[EXERCISE MATERIALS]
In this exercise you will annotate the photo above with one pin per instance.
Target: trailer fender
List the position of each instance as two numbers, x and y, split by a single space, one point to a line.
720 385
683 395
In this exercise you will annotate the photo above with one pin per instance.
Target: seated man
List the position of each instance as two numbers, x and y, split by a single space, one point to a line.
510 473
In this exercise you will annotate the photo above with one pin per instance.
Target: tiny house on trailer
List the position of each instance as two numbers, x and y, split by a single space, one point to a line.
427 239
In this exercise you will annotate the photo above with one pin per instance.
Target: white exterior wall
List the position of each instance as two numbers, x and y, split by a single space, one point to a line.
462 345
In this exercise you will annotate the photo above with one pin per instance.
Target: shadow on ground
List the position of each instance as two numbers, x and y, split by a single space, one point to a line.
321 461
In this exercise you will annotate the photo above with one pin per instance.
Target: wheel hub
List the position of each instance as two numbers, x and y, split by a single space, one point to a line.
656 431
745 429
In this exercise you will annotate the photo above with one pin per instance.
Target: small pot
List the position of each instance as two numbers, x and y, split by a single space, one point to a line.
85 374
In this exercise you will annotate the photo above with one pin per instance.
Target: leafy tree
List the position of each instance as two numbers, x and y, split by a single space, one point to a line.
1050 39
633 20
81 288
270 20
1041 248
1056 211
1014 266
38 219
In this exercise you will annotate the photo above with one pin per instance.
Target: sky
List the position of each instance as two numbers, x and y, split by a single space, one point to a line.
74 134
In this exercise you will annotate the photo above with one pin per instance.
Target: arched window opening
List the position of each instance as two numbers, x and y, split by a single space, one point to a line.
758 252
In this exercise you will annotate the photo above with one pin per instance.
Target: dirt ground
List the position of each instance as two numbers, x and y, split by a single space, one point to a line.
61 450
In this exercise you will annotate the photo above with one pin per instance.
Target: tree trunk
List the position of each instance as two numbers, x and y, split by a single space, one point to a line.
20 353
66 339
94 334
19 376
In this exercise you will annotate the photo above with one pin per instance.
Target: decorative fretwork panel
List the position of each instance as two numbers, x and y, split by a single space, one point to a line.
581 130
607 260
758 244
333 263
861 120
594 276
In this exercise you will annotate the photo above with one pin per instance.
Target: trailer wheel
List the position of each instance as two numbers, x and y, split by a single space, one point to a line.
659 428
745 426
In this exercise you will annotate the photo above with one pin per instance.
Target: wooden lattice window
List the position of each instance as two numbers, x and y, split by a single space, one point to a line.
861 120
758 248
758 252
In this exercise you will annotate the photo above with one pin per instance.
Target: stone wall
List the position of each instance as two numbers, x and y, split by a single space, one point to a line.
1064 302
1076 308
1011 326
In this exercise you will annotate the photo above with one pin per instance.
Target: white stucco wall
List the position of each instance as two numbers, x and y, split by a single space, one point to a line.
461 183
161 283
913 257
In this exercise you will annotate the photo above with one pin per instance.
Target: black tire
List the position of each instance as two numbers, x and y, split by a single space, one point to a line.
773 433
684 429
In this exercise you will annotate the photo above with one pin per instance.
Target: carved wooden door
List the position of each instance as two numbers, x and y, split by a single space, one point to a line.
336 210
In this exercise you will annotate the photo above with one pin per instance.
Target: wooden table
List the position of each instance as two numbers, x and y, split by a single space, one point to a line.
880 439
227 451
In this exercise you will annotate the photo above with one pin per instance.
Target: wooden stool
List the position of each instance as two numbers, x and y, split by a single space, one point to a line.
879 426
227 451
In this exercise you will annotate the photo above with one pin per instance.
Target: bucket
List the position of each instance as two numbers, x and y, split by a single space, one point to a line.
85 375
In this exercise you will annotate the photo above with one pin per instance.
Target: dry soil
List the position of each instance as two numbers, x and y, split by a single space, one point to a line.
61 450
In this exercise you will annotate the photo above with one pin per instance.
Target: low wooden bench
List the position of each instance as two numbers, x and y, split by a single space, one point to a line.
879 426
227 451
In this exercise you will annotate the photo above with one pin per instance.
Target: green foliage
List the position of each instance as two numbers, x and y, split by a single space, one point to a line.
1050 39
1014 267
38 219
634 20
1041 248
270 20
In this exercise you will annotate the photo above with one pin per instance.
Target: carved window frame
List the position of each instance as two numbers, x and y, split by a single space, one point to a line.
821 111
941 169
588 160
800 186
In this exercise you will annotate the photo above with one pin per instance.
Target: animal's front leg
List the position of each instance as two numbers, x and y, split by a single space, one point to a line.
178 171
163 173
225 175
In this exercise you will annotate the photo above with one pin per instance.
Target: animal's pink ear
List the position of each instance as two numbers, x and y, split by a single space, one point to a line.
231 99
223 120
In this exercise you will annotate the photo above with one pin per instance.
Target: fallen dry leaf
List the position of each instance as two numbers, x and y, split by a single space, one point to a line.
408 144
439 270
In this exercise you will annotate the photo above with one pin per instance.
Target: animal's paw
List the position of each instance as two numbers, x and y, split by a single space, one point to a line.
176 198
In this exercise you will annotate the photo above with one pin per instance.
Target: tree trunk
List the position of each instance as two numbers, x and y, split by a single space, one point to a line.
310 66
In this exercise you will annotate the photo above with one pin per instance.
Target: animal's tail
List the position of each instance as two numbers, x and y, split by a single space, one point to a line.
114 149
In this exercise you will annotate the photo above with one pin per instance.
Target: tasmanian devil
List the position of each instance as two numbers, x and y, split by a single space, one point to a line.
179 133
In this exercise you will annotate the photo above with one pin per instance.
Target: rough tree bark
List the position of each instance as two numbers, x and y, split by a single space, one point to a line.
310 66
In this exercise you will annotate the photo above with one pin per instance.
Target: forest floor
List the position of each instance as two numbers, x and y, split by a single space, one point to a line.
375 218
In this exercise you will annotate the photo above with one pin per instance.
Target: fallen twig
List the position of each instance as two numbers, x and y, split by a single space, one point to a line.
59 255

[TO DO] Go through the entries above, and wherever a line holds the word "wheel", copy that line.

[OUTPUT BELOW]
Target: wheel hub
Target: trailer wheel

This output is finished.